__INSTRUCTION__
Copy out the listing from the line holding "of the hang" through the end of the listing, inclusive, requests included. Shift each answer coordinate by adding -96 to every number in it.

** Start GIVEN RECORDS **

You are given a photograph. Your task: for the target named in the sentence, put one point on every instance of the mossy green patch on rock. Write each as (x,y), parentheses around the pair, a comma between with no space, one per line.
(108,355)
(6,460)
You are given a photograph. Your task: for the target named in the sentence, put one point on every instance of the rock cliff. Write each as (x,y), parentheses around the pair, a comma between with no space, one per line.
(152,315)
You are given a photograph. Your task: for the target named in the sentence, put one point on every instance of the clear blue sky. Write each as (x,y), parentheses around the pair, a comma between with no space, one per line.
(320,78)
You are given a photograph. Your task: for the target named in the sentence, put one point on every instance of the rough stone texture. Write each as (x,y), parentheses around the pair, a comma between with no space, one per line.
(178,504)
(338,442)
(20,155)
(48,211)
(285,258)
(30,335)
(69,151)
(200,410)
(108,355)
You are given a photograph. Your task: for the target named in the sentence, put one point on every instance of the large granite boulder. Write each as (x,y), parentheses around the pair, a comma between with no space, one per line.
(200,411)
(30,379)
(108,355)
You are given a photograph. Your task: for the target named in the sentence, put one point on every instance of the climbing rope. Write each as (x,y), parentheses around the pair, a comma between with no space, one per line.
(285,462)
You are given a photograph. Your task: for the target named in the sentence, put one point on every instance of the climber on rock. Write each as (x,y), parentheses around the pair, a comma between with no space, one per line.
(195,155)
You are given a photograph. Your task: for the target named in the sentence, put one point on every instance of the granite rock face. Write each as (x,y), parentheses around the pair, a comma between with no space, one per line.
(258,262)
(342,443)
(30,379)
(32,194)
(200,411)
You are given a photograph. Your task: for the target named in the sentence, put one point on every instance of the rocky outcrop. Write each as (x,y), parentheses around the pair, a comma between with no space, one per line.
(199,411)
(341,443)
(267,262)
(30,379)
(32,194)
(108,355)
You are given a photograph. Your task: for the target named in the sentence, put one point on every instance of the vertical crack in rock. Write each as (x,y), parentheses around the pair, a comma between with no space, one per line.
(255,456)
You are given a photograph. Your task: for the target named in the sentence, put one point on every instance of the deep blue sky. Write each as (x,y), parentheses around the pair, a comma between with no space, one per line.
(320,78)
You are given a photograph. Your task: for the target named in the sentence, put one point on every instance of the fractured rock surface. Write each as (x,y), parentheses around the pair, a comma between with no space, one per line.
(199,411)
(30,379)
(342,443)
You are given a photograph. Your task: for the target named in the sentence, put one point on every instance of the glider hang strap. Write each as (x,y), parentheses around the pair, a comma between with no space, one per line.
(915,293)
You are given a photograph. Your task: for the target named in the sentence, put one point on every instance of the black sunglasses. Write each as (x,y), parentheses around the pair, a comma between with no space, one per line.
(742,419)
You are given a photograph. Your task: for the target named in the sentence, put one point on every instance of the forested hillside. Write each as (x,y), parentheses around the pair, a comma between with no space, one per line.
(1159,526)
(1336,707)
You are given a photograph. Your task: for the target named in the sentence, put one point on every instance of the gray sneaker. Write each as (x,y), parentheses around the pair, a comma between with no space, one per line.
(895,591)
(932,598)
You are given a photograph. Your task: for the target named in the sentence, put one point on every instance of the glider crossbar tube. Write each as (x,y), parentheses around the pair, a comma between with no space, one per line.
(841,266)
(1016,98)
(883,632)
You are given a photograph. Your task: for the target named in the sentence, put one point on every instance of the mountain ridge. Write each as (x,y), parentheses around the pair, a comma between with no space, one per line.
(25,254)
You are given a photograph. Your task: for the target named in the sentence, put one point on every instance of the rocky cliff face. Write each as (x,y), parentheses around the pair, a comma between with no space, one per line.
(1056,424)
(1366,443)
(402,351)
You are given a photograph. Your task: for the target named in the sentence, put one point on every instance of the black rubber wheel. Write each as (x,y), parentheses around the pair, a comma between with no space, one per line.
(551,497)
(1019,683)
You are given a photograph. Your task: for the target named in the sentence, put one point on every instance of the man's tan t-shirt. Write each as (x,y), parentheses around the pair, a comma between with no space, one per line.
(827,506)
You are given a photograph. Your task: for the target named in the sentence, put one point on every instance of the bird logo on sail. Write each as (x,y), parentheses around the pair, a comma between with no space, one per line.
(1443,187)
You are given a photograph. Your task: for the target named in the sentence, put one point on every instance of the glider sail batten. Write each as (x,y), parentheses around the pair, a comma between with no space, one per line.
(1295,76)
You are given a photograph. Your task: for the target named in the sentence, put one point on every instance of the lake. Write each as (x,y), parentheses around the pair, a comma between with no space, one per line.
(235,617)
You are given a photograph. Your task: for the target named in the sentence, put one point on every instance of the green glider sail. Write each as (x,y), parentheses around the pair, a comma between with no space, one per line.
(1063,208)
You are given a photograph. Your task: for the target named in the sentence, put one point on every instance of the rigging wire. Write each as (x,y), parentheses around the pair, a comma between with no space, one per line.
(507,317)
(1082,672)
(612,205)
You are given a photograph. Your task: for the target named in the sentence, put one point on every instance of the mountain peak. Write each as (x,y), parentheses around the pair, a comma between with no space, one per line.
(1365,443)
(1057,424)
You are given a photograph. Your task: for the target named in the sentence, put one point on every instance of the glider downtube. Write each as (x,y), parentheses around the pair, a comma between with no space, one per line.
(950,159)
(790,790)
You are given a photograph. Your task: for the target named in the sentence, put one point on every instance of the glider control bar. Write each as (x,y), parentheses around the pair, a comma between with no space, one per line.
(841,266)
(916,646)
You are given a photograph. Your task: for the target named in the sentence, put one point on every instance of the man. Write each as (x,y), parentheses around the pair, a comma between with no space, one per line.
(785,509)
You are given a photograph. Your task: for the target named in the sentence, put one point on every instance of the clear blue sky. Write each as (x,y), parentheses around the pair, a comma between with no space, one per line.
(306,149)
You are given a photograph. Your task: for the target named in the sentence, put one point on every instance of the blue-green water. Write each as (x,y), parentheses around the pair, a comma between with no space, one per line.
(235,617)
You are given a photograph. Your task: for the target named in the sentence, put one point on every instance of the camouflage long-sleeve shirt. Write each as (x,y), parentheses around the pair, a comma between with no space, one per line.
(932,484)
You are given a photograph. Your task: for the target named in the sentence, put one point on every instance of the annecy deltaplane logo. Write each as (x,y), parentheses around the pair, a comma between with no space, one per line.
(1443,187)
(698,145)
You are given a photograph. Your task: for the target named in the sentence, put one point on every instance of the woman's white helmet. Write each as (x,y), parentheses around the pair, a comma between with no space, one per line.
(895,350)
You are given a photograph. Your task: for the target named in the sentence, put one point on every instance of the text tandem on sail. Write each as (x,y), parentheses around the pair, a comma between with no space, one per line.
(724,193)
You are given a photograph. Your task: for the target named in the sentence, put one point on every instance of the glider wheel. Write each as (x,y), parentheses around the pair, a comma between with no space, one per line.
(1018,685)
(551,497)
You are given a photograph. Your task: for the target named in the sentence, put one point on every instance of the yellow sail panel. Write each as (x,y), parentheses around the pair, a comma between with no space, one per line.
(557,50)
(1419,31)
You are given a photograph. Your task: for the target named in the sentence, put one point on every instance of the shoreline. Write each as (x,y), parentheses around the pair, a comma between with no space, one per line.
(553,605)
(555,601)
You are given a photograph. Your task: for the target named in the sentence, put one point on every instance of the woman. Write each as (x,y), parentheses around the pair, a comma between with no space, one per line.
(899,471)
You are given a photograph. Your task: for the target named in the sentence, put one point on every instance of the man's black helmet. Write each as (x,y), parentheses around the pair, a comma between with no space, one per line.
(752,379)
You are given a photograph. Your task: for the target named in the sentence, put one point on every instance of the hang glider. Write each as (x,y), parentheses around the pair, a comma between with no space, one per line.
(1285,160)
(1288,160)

** End GIVEN RECORDS **

__COMPLETE OUTPUT__
You are given a photograph. Your task: for the target named in the sentence, put one point on every instance of the hang glider. Write each as (x,y), parentheses around the pair, a comma between with no space, one per line.
(1189,64)
(1192,64)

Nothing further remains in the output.